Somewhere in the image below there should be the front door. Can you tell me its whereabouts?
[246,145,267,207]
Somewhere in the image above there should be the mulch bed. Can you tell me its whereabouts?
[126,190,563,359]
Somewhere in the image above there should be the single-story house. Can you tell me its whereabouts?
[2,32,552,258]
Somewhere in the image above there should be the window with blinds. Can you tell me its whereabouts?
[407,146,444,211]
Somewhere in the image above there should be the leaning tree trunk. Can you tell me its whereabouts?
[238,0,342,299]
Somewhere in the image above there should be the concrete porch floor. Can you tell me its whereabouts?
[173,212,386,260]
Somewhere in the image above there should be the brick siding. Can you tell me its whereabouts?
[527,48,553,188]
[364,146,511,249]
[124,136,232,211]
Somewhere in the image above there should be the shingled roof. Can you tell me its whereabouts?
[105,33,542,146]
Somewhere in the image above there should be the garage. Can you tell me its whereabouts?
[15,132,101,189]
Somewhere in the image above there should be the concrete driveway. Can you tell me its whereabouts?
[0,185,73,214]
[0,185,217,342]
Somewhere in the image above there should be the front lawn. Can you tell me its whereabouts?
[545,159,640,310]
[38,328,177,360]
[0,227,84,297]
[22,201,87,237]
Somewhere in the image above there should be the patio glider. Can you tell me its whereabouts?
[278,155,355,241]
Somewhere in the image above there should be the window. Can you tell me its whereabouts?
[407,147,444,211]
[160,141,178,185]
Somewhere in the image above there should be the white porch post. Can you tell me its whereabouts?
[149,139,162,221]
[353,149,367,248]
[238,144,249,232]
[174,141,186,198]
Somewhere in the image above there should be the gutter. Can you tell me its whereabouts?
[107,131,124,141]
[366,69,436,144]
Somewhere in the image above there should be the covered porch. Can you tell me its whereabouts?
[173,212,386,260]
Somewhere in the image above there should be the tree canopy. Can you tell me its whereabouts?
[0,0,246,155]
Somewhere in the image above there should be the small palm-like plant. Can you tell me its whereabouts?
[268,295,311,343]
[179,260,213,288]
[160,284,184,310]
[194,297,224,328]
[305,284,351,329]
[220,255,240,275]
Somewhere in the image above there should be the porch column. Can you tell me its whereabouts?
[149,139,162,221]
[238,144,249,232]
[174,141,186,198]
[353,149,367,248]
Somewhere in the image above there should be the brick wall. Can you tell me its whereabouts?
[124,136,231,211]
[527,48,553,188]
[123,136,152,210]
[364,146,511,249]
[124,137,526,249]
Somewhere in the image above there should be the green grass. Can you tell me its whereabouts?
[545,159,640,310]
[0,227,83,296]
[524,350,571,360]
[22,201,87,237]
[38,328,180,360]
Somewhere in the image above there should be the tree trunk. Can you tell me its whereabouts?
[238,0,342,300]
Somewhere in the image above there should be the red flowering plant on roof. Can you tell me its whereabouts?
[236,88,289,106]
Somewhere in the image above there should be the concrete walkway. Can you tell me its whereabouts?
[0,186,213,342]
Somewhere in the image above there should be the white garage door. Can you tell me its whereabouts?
_____
EXERCISE:
Reproduce the whole listing above, swapping every "whereabouts" for "location" and leaving everything else as it is.

COMPLETE ANSWER:
Somewhere in the image below there should be the front door. Can you tell me its location?
[246,145,267,207]
Somewhere in the image above there should be the mulch bed. Can you tell me its location?
[126,190,563,359]
Somewhere in the image above there should be the single-story house. Can you tell me its location?
[2,32,552,258]
Somewhere in the image above there should be the window with blinds. Can you tell me its location?
[407,146,444,211]
Somewhere in the image above there should be the leaning tree trunk. Can you tell me its location?
[238,0,342,299]
Somewhere in the image above there should be the concrete porch floor. Can you tell me its location?
[173,212,386,260]
Somewhere in the image above there should be the brick siding. Can you tell me its location?
[527,48,553,188]
[364,146,511,249]
[124,136,232,211]
Somewhere in the image above there should be the shingled roof. Can you tell me its location?
[105,33,542,146]
Somewhere in the image above there should be the garage. Can you tell me its location?
[15,132,101,189]
Somewhere in the image above there should be the concrete driveway. Can you tell me its location?
[0,185,73,214]
[0,185,217,342]
Somewhere in the image above there should be the front lawn. Can you tell me its location?
[545,159,640,310]
[38,328,177,360]
[0,227,84,297]
[22,201,87,237]
Somewhere in the image above there should be the patio glider. Can you tell me its location?
[278,155,355,241]
Somewhere in the image above there should be the window. Can you tell me its location?
[407,147,444,211]
[160,141,178,185]
Somewhere in the image above there should be the white porch post. Can you tell me its location?
[149,139,162,221]
[353,149,367,248]
[238,144,249,232]
[174,141,186,198]
Somewhere in the image above there should be the gutter. Can you tell me its location?
[107,131,124,141]
[366,69,436,144]
Somewhere in the image above there should be the covered porch. Can you tell me its location?
[173,212,386,260]
Somewhere in the image above there should be the tree canopy. Can you tell me its location?
[0,0,246,155]
Somewhere in the image above there should be the small palm-like plant. Can you tell me its location?
[268,295,311,343]
[179,260,213,288]
[160,284,184,310]
[194,297,224,328]
[305,284,351,329]
[220,255,240,275]
Somewhere in the image above there should be the porch column. Can you tell me its location?
[149,139,162,221]
[238,144,249,232]
[174,141,186,198]
[353,149,367,248]
Somewhere in the image above there should be the brick wall. Can you tell me its location?
[124,136,231,211]
[527,48,553,188]
[123,136,152,210]
[364,146,511,249]
[124,137,526,249]
Somewhere in the image above there should be the green grass. Can you tell me its location?
[545,159,640,310]
[0,227,83,296]
[524,350,571,360]
[22,201,87,237]
[38,328,180,360]
Somewhere in the image above there should be the tree trunk. Can you tell me its location?
[238,0,342,300]
Somewhere in the image above there should be the red flowering plant on roof. Can you tell me its location?
[236,88,289,106]
Somewhere in the image above there should be the concrete walkway. Can you tell me its location?
[0,186,213,342]
Somewhere in the image above there should be the white garage door. Can you tell me its location?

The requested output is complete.